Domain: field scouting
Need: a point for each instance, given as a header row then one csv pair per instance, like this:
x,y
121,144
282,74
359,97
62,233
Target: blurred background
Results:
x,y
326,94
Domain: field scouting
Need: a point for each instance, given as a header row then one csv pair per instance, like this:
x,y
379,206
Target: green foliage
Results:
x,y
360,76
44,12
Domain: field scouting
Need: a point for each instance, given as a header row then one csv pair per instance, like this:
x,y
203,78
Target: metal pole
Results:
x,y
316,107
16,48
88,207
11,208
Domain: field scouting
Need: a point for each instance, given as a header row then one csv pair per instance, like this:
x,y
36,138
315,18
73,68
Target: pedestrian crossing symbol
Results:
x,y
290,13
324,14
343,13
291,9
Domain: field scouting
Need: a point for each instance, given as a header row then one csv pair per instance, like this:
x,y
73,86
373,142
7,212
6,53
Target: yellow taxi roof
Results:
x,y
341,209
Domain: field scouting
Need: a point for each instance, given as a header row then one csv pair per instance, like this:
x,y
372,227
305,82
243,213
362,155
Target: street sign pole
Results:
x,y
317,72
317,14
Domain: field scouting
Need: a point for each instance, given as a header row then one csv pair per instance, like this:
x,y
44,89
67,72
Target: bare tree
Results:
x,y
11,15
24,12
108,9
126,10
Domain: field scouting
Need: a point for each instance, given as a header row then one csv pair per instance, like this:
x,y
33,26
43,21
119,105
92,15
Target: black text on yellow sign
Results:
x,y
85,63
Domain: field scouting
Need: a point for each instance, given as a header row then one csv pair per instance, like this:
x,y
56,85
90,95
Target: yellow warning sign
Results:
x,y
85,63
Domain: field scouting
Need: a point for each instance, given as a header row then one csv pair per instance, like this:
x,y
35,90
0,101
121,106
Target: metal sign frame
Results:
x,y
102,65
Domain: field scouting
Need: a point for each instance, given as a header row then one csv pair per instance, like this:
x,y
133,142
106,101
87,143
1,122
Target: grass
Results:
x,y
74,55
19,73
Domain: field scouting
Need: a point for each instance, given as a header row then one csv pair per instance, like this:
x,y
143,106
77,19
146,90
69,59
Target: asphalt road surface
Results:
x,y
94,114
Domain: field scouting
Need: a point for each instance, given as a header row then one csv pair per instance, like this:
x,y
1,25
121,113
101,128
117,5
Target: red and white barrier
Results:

Exercise requirements:
All of the entries above need to be retyped exactly.

Response area:
Domain: field scouting
Need: a point for each instance, given as a header row then one csv pair per instance, like this:
x,y
121,144
282,74
359,97
62,233
Target: blurred background
Results:
x,y
326,94
Domain: field scouting
Need: a point for each instance, given as a header row then one csv pair per instance, like this:
x,y
379,206
Target: green foliage
Results:
x,y
360,76
44,12
Domain: field scouting
Need: a point for each instance, given as a header row then one csv pair per instance, like this:
x,y
203,78
Target: metal pole
Results:
x,y
316,107
16,48
88,207
11,208
Domain: field scouting
Need: a point for each instance, given as a header row then one csv pair per instance, like this:
x,y
36,138
315,18
73,68
Target: pedestrian crossing symbol
Results:
x,y
290,13
324,14
343,13
291,9
Domain: field scouting
Need: a point for each instance, given as a header row then one csv pair per instance, like this:
x,y
73,86
373,142
7,212
6,53
Target: yellow taxi roof
Results:
x,y
341,209
Domain: field scouting
Need: a point for each instance, given as a header row then one csv pair per instance, like this:
x,y
372,227
305,82
243,213
362,155
Target: street sign pole
Results:
x,y
317,72
317,14
Domain: field scouting
Need: a point for each instance, given as a header row then one csv pair per instance, like this:
x,y
44,89
67,72
Target: bare tree
Results:
x,y
11,15
24,12
108,9
126,10
Domain: field scouting
Need: a point for each instance, given as a header row then one csv pair per instance, like this:
x,y
33,26
43,21
119,105
92,15
Target: black text on yellow sign
Results:
x,y
85,63
Domain: field scouting
Need: a point for each instance, given as a header row then one csv pair per instance, like this:
x,y
56,85
90,95
Target: yellow warning sign
Results:
x,y
85,63
Domain: field scouting
Need: a point for each instance, given as a header row then one csv pair per instance, like this:
x,y
35,90
0,101
121,106
Target: metal sign frame
Results:
x,y
102,65
Domain: field scouting
Need: a point for each instance, given as a header row then one csv pair per instance, like this:
x,y
133,142
106,101
87,143
1,122
Target: grass
Results:
x,y
74,55
19,73
Domain: field scouting
Need: a point for each instance, given as a header row then one csv pair per instance, like this:
x,y
143,106
77,19
146,90
69,59
Target: asphalt road surface
Results:
x,y
94,114
Domain: field scouting
Need: a point for each instance, given as a header row then one csv pair per instance, like this:
x,y
1,25
121,113
101,128
117,5
Target: red and white barrier
Results:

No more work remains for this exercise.